▶ **What needs to be done**
Repeat the entries that appear below, exactly and in full.
### Task data ###
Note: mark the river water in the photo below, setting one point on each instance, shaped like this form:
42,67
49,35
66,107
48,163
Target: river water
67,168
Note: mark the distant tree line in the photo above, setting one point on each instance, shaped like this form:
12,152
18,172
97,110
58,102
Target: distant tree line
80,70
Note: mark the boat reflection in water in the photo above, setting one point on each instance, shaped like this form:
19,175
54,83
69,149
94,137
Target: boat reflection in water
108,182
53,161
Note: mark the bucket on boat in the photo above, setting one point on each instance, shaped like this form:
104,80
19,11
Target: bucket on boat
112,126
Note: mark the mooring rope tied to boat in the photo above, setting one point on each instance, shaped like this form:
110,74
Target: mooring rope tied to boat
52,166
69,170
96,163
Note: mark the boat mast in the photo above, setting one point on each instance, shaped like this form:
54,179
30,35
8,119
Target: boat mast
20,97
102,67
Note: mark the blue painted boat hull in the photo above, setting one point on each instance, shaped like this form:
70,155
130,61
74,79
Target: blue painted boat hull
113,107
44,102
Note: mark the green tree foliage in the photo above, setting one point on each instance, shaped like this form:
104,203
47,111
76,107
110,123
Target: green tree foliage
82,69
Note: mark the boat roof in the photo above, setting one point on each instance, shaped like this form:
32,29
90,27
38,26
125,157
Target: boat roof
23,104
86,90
###
▶ **Solution for this exercise**
Note: mark the river water in the photo below, setting one point on each instance, shaped like this form:
42,67
49,35
66,107
48,163
Target: river water
67,168
Note: mark the distant tree line in the photo above, setting one point on each instance, shaped like this form:
12,152
18,172
97,110
58,102
Target: distant tree line
80,70
Note: mark the boat reflection in water in the photo above, setting one point on each instance, shaped like this form:
19,175
54,83
69,149
94,137
Target: boat reflection in water
108,182
53,161
Note: mark the bucket on boat in the photo above, setting one point on each instance, shaped like this form:
104,80
19,11
Target: bucket on boat
112,126
Note: mark the mooring rope tied to boat in the photo above, setting one point on each instance, shaped like this form:
110,74
Target: mooring rope tied to boat
52,166
69,170
96,163
Note: mark the boat mast in the photo above, setting one point on each instance, shaped like this form:
54,179
30,35
8,119
Target: boat mast
20,97
102,67
Note: mark the blue painted boat hull in the photo above, setting one point on each instance, shaped like this form:
70,155
130,61
74,79
Target: blue painted boat hull
113,107
44,102
Note: mark the green tree foliage in the photo above, setting one point on each instance, shaped like this form:
104,203
47,111
76,107
110,123
Target: green tree foliage
82,69
Note: mark the boat roof in the photo above, setting one point on each instance, shaped like this form:
32,29
90,27
38,26
125,157
Target: boat roof
23,104
86,90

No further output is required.